Could you revise everything in the material from the line containing "the rear bumper" down to the line containing "<point>572,180</point>", putting "parked vehicle" in place of "parked car" and changing nothing else?

* [Input data]
--- start ---

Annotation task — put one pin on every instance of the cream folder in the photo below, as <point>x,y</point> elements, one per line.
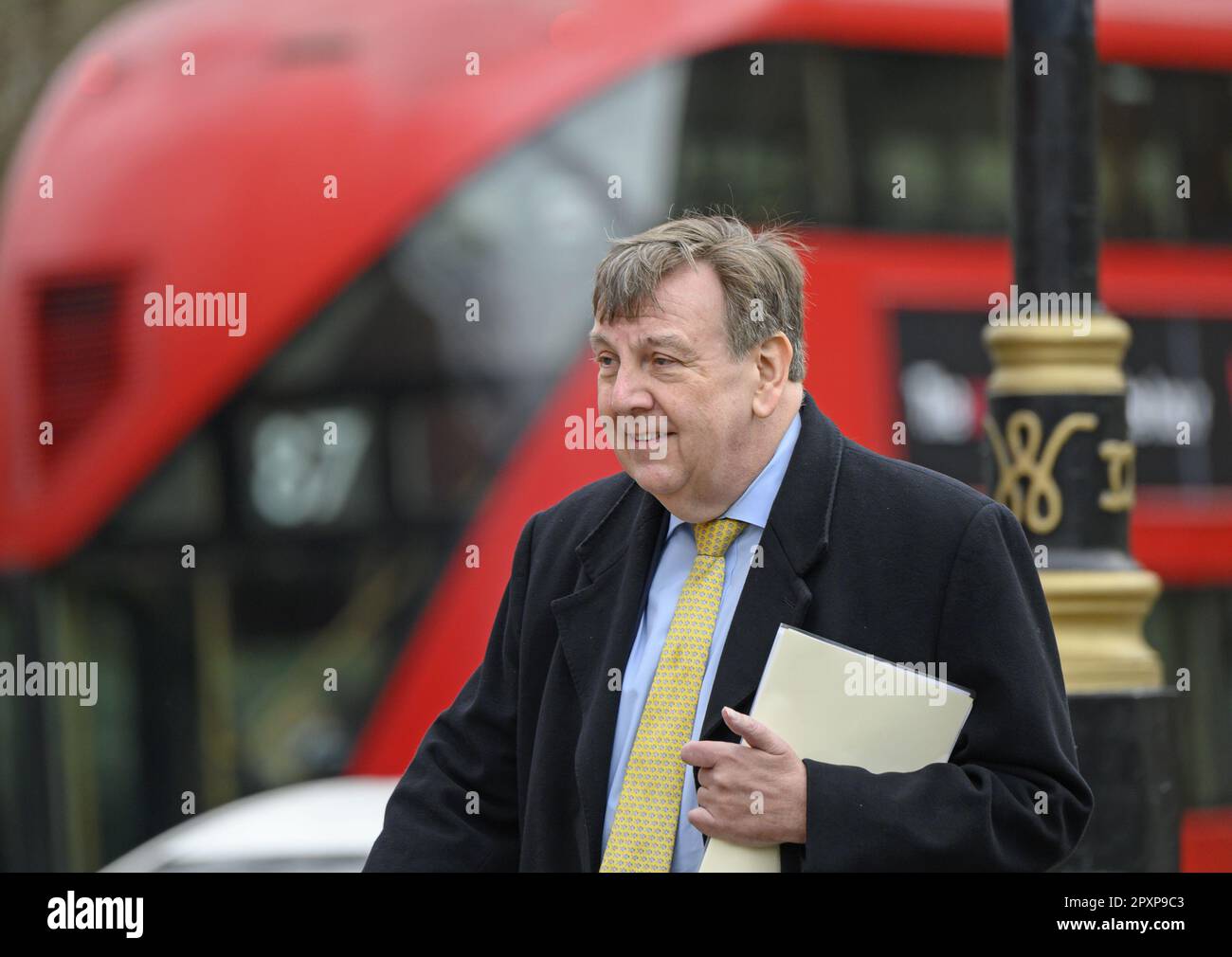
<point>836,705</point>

--- end ---
--- start ---

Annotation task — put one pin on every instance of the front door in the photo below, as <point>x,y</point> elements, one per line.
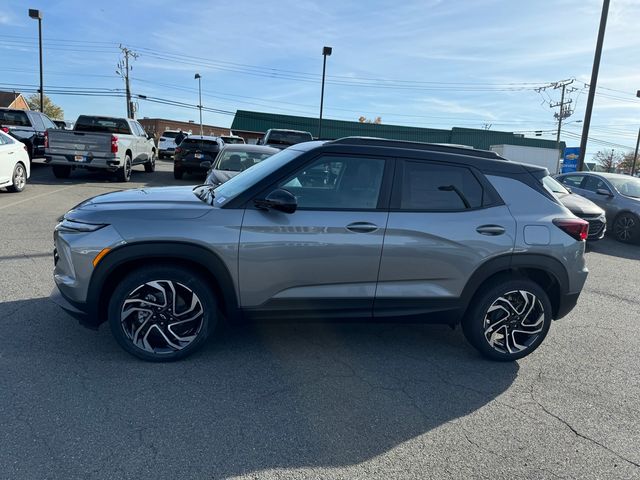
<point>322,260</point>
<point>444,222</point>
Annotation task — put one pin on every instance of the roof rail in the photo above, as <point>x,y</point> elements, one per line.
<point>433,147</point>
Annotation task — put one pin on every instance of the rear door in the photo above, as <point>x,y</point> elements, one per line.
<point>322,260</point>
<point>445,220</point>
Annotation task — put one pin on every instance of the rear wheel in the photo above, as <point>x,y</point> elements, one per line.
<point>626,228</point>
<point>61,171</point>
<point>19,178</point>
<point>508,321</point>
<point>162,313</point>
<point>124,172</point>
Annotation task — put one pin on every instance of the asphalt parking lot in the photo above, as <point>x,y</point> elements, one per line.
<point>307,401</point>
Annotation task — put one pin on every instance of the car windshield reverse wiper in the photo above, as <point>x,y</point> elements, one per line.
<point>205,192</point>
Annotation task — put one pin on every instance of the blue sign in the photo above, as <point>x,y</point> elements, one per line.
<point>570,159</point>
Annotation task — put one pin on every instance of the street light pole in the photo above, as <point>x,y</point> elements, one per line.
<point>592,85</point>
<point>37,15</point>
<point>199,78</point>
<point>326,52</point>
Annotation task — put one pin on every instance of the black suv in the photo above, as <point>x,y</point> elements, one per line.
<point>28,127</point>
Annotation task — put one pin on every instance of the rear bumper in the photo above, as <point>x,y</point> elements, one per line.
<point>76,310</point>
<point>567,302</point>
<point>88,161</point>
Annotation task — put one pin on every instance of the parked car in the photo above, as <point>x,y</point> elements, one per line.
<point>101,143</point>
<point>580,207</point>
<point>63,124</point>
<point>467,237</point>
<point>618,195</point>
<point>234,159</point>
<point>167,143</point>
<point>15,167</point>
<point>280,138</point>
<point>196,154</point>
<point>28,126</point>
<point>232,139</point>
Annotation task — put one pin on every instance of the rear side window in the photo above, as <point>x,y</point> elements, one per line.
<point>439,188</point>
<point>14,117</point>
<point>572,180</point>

--- end ---

* [Exercise solution]
Annotation task — put one pin on every instance of the rear bumper in the photo above, as <point>x,y</point> elements, one per line.
<point>76,310</point>
<point>567,302</point>
<point>88,161</point>
Annotation task — put one pin on every instance of the parked vehicle in the photo above, as <point>x,y</point> elements, one per line.
<point>101,143</point>
<point>580,207</point>
<point>63,124</point>
<point>467,237</point>
<point>618,195</point>
<point>234,159</point>
<point>167,143</point>
<point>15,167</point>
<point>280,138</point>
<point>196,154</point>
<point>28,126</point>
<point>232,139</point>
Annotation task — put one pin on every instance of the rear side window in the photo above, as <point>x,y</point> elements, one per line.
<point>439,188</point>
<point>14,117</point>
<point>572,180</point>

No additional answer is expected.